### EXTRACT PROVIDED
Segment Open

Comment by rileymat2
7 days ago
> are trained on what we told them we do. They don’t “think” at all. They’re a mixmaster of other people’s ideas, cleverly packaged in a way that we perceive as natural.
Sometimes I wonder how this is different from most of my education. Or my creativity, mixing ideas together to see if they still make sense with other things I have been told.
"what is 16929481231+22312333222?" is an easy way to test this claim. Pick large enough numbers and there's no way all the sums of that size would fit into the dataset (you don't need to stick to + either, but it's the simplest thing that works)
But if you were to ask that same question to a human with no specific math training there are exceedingly low odds they would get the right answer.
We spend hours and hours over reinforced over years to have humans that can do it.
Indeed! So, where are you going with this?
For my contribution to the conversation: Earlier/cheaper models can't do it either, they make mistakes, they need a calculator/jupiter kernel/what have you. 'Medium' models will put the numbers underneath each other and do it 'properly' in a table, checking themselves after. Claude Opus 4.6 (the current rolls royce today) just says the answer in one go sometimes (it's a monster). But all of them end up spending many seconds and thousands of tokens on a task that takes a calculator or an ALU fractions of a second.

Segment Closed

### ACTIVITY 1
According to the comment thread, what do "medium" models do when given a large addition problem?
### ACTIVITY 2
Output the stretch of the comment thread from "Sometimes I wonder" through "have been told.".

### SOURCE DATA
Segment Open

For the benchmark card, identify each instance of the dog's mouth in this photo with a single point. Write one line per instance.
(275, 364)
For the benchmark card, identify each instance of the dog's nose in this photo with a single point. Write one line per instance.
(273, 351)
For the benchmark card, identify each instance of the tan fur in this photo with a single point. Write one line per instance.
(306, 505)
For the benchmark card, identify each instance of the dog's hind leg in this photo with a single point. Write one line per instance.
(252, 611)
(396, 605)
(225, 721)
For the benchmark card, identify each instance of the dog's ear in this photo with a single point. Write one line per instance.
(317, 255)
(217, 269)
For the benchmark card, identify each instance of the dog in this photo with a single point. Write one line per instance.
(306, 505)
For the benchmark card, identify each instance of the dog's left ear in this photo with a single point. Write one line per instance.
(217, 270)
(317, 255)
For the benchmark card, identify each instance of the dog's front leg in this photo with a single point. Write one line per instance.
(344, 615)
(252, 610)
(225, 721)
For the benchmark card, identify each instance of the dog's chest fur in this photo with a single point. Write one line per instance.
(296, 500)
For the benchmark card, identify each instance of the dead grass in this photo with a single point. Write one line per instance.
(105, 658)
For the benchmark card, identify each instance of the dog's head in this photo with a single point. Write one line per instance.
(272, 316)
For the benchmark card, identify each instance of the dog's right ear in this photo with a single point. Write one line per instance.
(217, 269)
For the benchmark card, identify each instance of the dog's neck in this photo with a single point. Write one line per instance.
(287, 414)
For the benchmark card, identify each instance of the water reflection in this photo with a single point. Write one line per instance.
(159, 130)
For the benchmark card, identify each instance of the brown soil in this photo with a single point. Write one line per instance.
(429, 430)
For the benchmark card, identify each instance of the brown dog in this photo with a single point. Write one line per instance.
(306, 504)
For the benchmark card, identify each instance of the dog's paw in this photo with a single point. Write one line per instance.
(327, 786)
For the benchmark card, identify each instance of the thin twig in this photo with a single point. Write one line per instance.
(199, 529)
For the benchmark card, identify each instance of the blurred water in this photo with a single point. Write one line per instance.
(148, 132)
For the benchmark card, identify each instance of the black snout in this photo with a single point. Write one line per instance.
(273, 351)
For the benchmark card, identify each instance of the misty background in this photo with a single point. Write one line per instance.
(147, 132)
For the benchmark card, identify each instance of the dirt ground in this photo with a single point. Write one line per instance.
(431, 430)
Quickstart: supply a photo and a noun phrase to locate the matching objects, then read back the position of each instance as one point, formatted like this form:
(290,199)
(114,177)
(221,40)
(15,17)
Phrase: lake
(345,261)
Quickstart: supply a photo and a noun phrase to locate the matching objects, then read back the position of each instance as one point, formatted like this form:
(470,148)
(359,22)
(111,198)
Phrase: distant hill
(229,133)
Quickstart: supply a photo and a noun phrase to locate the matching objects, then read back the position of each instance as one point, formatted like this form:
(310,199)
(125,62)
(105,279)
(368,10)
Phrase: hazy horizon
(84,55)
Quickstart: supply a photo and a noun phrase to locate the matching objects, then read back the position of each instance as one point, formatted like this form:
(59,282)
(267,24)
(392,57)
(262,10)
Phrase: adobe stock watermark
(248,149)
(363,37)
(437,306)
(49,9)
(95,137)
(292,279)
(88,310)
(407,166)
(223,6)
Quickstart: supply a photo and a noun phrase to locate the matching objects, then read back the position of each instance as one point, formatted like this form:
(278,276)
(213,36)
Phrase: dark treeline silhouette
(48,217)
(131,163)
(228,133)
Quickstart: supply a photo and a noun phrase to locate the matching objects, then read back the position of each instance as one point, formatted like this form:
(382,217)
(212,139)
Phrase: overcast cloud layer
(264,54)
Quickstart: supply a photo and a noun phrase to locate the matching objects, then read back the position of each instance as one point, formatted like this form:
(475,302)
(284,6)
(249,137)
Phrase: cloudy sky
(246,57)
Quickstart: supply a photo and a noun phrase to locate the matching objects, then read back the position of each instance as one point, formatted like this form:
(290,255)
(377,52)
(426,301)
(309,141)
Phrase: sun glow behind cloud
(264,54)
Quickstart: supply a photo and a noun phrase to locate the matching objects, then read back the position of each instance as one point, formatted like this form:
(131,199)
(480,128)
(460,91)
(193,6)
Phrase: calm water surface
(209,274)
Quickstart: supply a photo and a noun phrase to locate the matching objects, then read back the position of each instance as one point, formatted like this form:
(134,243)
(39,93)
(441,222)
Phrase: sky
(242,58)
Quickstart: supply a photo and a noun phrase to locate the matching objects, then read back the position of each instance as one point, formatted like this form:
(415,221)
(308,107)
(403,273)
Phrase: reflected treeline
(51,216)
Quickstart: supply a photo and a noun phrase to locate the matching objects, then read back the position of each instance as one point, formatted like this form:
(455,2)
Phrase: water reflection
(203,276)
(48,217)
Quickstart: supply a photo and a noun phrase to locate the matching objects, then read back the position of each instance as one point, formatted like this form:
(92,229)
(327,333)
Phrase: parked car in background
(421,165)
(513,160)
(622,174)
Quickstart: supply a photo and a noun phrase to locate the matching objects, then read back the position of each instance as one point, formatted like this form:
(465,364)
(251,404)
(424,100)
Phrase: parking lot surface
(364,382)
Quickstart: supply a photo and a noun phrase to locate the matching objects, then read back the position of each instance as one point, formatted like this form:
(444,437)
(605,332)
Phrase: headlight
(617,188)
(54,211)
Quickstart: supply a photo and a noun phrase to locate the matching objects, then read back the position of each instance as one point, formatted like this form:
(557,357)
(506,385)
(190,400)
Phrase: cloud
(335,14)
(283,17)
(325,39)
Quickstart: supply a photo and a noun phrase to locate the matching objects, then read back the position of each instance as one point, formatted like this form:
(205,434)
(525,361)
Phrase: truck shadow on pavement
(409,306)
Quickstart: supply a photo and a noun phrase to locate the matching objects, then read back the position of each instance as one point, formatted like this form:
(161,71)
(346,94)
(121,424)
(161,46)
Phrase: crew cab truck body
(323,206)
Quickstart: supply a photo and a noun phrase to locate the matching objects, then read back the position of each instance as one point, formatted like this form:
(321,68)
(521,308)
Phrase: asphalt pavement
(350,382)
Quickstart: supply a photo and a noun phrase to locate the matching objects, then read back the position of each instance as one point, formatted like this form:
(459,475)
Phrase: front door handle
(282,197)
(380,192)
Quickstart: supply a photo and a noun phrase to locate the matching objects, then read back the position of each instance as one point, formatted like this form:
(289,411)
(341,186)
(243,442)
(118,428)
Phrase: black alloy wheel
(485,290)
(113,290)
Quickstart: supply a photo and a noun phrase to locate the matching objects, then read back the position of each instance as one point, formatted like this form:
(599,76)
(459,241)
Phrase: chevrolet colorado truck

Segment Closed

### TASK RESULT 1
They put the numbers underneath each other, work it out in a table, and check themselves afterward.

### TASK RESULT 2
Sometimes I wonder how this is different from most of my education. Or my creativity, mixing ideas together to see if they still make sense with other things I have been told.